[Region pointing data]
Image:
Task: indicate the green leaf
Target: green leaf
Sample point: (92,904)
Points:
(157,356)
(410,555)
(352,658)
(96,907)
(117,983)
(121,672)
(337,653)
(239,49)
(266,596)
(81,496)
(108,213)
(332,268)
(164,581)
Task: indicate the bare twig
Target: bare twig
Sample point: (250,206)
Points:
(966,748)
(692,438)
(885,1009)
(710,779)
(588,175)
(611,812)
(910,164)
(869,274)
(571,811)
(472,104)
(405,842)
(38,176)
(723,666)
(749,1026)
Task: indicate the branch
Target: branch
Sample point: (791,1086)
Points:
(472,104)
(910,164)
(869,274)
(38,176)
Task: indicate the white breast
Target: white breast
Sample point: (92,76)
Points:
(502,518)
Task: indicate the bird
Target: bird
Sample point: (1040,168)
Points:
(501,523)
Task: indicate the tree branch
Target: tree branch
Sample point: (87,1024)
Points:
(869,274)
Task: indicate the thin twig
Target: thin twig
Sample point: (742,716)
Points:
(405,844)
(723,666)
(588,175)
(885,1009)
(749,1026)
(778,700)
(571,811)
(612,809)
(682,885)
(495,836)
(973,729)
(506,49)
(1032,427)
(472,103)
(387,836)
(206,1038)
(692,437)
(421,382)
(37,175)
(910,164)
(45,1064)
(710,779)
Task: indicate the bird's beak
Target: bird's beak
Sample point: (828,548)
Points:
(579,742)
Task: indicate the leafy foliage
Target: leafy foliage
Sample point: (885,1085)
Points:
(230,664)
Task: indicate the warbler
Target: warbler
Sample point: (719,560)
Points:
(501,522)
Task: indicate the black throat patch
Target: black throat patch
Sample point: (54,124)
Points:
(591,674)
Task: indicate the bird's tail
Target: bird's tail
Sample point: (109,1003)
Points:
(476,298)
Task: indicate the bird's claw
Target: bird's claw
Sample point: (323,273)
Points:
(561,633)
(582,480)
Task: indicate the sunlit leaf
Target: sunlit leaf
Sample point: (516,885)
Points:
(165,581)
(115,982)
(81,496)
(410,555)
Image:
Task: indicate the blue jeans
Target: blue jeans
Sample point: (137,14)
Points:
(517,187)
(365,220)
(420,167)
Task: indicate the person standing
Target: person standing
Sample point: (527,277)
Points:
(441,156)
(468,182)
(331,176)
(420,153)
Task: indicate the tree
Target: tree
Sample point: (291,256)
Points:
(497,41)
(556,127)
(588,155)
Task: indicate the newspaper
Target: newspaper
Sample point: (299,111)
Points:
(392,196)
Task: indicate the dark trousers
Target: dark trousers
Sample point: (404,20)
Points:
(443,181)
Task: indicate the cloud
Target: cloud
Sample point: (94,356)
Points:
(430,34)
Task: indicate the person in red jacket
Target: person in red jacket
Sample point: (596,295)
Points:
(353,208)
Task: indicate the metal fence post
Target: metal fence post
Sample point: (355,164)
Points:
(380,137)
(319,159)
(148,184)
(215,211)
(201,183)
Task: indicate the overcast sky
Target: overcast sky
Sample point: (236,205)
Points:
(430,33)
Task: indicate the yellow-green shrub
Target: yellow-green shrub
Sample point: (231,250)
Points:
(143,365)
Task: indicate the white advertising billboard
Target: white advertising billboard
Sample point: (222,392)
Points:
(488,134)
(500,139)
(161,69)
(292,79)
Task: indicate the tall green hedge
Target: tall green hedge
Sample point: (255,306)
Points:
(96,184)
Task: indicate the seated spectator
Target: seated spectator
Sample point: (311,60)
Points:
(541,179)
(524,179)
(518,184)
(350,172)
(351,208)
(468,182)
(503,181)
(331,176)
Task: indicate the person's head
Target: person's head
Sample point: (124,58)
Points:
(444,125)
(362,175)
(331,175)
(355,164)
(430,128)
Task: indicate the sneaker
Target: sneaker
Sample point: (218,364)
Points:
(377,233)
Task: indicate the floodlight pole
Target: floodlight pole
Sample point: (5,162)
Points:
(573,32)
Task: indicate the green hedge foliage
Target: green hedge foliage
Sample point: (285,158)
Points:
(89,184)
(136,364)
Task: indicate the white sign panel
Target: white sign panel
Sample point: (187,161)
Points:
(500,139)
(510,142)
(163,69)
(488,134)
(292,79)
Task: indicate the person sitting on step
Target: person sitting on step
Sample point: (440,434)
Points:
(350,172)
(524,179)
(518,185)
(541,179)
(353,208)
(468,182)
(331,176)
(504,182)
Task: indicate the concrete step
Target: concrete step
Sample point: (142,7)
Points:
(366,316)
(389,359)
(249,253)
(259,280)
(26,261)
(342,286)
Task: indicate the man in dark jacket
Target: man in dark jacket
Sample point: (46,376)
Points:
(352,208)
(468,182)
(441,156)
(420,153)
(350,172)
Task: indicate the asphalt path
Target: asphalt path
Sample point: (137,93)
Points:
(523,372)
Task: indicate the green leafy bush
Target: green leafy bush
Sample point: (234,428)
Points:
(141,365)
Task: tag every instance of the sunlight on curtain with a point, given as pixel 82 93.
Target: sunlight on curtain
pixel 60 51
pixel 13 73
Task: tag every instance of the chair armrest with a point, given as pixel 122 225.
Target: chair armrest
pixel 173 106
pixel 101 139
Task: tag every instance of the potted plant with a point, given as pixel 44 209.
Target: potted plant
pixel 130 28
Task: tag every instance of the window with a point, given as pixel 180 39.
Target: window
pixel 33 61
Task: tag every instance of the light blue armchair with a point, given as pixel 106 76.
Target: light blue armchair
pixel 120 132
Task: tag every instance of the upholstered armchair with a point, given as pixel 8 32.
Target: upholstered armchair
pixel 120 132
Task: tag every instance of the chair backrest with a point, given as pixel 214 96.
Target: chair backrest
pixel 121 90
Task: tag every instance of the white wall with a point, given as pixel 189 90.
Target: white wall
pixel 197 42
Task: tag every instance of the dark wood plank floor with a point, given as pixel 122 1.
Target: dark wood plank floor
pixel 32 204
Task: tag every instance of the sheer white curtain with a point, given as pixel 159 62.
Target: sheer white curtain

Problem details: Lines in the data containing the string "head" are to be counted; give that number alone.

Exercise answer: 2